WHAT THE TASK ASKS:
Every line below between the one holding "as [[53, 45]]." and the one holding "Target: horse's eye", inclusive, should be copied exactly, and no other line.

STORED DATA:

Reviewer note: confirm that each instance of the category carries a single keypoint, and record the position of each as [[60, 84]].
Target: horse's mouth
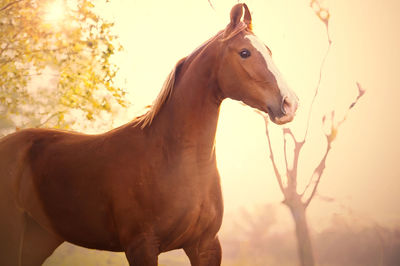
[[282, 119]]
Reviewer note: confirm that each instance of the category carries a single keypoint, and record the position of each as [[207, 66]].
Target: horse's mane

==

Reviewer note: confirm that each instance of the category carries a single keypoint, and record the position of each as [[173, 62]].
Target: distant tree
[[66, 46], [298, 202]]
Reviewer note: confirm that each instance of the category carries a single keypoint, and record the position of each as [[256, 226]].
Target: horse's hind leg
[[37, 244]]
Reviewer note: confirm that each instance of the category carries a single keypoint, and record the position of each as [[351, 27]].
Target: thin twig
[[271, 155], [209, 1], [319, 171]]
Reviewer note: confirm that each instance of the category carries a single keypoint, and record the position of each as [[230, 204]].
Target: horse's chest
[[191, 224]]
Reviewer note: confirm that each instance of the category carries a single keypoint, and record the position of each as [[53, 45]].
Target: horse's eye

* * *

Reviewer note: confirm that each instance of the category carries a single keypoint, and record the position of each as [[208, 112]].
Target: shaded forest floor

RESPONSE TO THE EXERCISE:
Reviewer note: confirm that each instance of the category carries a single keypoint, and record the position of each as [[53, 45]].
Target: horse's eye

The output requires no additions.